- Exercise A
Which lines of the records contain the string "green"? Report each such line in full, treating case as significant.

- Genre: Historical Drama
- Written by: Philip Mackie
- Directed by: John Frankau
- Starring: Michelle Newell Graham Crowden Richard Griffiths Robert Hardy Elizabeth Shepherd
- Theme music composer: Nick Bicât
- Country of origin: United Kingdom
- No. of episodes: 8

Production
- Producer: Guy Slater
- Running time: 50 min
- Production company: BBC

Original release
- Network: BBC2
- Release: 19 January – 9 March 1983

= The Cleopatras =

1983 BBC Television historical drama serial

The Cleopatras is a 1983 BBC Television eight-part historical drama serial. Written by Philip Mackie, it is set in Ancient Egypt during the latter part of the Ptolemaic Dynasty with an emphasis on the Cleopatras. Intended to be the I, Claudius of the 1980s, The Cleopatras met with a decidedly mixed critical reaction, and was regarded and portrayed as a gaudy farce. It also produced a number of complaints due to scenes of nudity.

The title and incidental music was written and composed by Nick Bicât. In January 1983 a 7" vinyl was released to tie in with the original broadcast.

Although the show has never been rebroadcast or released on DVD, clips were featured in a 2015 BBC documentary about how Cleopatra VII has been depicted and presented in film and on television.

- Exercise B
Echo everything in the article on The Cleopatras from "The Cleopatras is" down to "the original broadcast.", word for word.

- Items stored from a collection

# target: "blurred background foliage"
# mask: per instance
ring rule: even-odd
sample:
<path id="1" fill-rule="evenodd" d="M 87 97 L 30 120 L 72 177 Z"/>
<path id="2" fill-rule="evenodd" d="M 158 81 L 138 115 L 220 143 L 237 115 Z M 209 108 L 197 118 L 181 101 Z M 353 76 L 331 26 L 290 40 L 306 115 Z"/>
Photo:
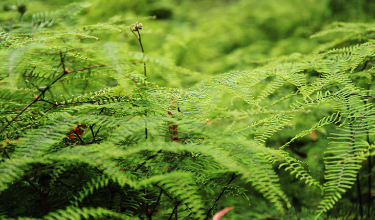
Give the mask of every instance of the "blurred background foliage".
<path id="1" fill-rule="evenodd" d="M 14 23 L 14 19 L 31 21 L 31 15 L 35 13 L 55 11 L 75 1 L 80 1 L 2 0 L 0 2 L 0 22 L 2 24 L 0 26 L 14 28 L 10 24 L 6 27 L 6 24 Z M 328 35 L 310 39 L 312 34 L 335 21 L 373 22 L 375 12 L 375 1 L 372 0 L 92 0 L 88 3 L 88 7 L 80 12 L 78 20 L 66 22 L 83 25 L 109 22 L 130 25 L 137 21 L 142 22 L 144 27 L 141 34 L 145 53 L 157 58 L 159 64 L 148 64 L 148 80 L 161 86 L 184 88 L 201 87 L 203 83 L 209 80 L 211 76 L 231 70 L 251 70 L 260 65 L 255 62 L 257 60 L 292 53 L 310 53 L 320 44 L 337 37 Z M 24 5 L 26 8 L 22 9 L 20 5 Z M 20 10 L 24 10 L 22 17 Z M 69 27 L 68 24 L 66 25 L 66 28 Z M 138 42 L 129 26 L 124 26 L 121 34 L 100 30 L 97 31 L 95 35 L 100 39 L 98 44 L 120 43 L 123 47 L 116 48 L 118 50 L 123 48 L 125 51 L 140 52 Z M 187 69 L 181 70 L 177 75 L 175 69 L 168 68 L 170 64 Z M 108 81 L 109 87 L 116 85 L 115 80 L 104 80 Z M 94 88 L 95 86 L 91 86 Z M 285 94 L 289 93 L 291 89 L 287 87 L 284 88 Z M 78 90 L 77 93 L 81 92 L 82 88 Z M 256 90 L 254 91 L 257 92 Z M 231 106 L 230 98 L 226 98 L 229 95 L 220 94 L 216 96 L 219 106 L 244 108 L 245 103 L 240 101 L 235 102 L 234 106 L 233 103 Z M 268 98 L 272 98 L 271 96 Z M 271 101 L 264 102 L 267 104 Z M 285 105 L 283 109 L 287 109 L 288 104 Z M 323 113 L 324 108 L 320 106 L 316 108 L 319 110 L 314 111 L 313 107 L 310 111 L 294 120 L 288 129 L 268 140 L 266 146 L 281 146 L 298 131 L 307 129 L 309 126 L 306 125 L 313 124 L 317 119 L 326 115 Z M 327 108 L 327 111 L 329 111 Z M 292 143 L 287 149 L 298 159 L 310 165 L 319 164 L 309 169 L 311 175 L 321 181 L 324 181 L 322 154 L 329 141 L 327 137 L 334 129 L 333 126 L 319 129 L 316 132 Z M 304 209 L 304 207 L 314 202 L 316 205 L 319 198 L 311 197 L 303 200 L 297 200 L 297 198 L 300 198 L 298 194 L 303 194 L 304 190 L 310 188 L 286 173 L 281 173 L 278 174 L 281 181 L 287 183 L 282 185 L 288 186 L 291 183 L 300 185 L 298 191 L 287 186 L 283 188 L 294 199 L 295 208 L 301 209 L 299 215 L 302 218 L 295 219 L 309 219 L 304 218 L 311 216 L 309 211 Z M 367 190 L 365 186 L 362 188 L 364 191 Z M 310 192 L 309 194 L 311 193 Z M 353 187 L 349 196 L 337 206 L 356 208 L 356 193 L 355 187 Z M 258 197 L 262 197 L 260 195 Z M 279 215 L 276 210 L 265 208 L 267 205 L 265 202 L 251 202 L 253 206 L 251 210 L 241 209 L 242 206 L 246 206 L 240 203 L 245 202 L 235 202 L 239 203 L 235 204 L 238 207 L 235 211 L 246 216 L 247 219 L 275 219 L 273 218 Z M 221 207 L 233 204 L 233 201 L 228 202 L 225 199 L 222 202 Z M 340 209 L 345 212 L 345 209 Z M 298 216 L 293 216 L 297 218 Z"/>
<path id="2" fill-rule="evenodd" d="M 12 7 L 15 3 L 24 2 L 22 19 L 27 20 L 34 13 L 54 11 L 74 1 L 2 1 L 0 22 L 19 17 Z M 93 0 L 75 22 L 141 21 L 147 54 L 172 60 L 207 77 L 251 69 L 254 60 L 308 53 L 319 41 L 327 40 L 310 39 L 310 35 L 334 21 L 373 21 L 374 11 L 375 2 L 371 0 Z M 131 50 L 138 51 L 136 39 L 128 38 L 131 34 L 126 30 L 122 36 L 106 32 L 98 37 L 103 42 L 123 42 Z"/>

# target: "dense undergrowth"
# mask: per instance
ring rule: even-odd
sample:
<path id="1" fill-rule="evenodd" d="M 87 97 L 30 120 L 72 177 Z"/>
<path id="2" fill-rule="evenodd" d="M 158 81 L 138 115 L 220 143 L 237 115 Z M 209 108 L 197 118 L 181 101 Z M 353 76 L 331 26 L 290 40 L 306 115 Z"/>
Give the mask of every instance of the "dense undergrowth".
<path id="1" fill-rule="evenodd" d="M 0 3 L 1 219 L 375 215 L 371 1 L 60 1 Z"/>

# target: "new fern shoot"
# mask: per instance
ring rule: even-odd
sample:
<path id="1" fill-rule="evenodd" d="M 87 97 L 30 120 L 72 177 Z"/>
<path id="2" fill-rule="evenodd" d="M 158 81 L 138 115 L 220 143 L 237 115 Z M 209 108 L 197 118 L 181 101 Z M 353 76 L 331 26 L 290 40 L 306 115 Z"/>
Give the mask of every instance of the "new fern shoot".
<path id="1" fill-rule="evenodd" d="M 375 25 L 210 77 L 163 56 L 182 29 L 68 1 L 3 5 L 0 219 L 374 219 Z"/>

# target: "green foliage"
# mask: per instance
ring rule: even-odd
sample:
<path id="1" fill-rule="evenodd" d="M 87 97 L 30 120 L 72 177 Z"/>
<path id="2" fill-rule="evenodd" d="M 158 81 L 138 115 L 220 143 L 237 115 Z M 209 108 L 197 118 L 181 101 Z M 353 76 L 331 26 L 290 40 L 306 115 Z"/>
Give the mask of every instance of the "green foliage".
<path id="1" fill-rule="evenodd" d="M 374 215 L 373 184 L 360 182 L 375 154 L 374 24 L 333 22 L 310 40 L 323 19 L 293 27 L 341 1 L 240 0 L 223 14 L 233 20 L 207 22 L 182 13 L 183 3 L 120 1 L 33 13 L 22 1 L 2 3 L 0 217 L 207 220 L 231 206 L 225 219 Z M 126 13 L 88 21 L 112 4 Z M 250 27 L 246 14 L 234 16 L 255 5 Z M 306 13 L 278 28 L 277 16 L 293 6 Z M 198 30 L 177 39 L 184 29 L 149 28 L 168 24 L 150 13 L 198 22 Z M 287 37 L 303 43 L 290 48 Z M 267 54 L 244 56 L 262 42 Z M 304 54 L 269 58 L 306 45 Z M 222 62 L 238 57 L 243 64 Z M 251 70 L 228 70 L 235 66 Z M 227 72 L 196 71 L 216 69 Z M 359 207 L 352 202 L 363 196 Z"/>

- Exercise solution A
# target: "green foliage"
Give the mask of every instance of the "green foliage".

- Exercise solution B
The Cleopatras is a 1983 BBC Television eight-part historical drama serial. Written by Philip Mackie, it is set in Ancient Egypt during the latter part of the Ptolemaic Dynasty with an emphasis on the Cleopatras. Intended to be the I, Claudius of the 1980s, The Cleopatras met with a decidedly mixed critical reaction, and was regarded and portrayed as a gaudy farce. It also produced a number of complaints due to scenes of nudity.

The title and incidental music was written and composed by Nick Bicât. In January 1983 a 7" vinyl was released to tie in with the original broadcast.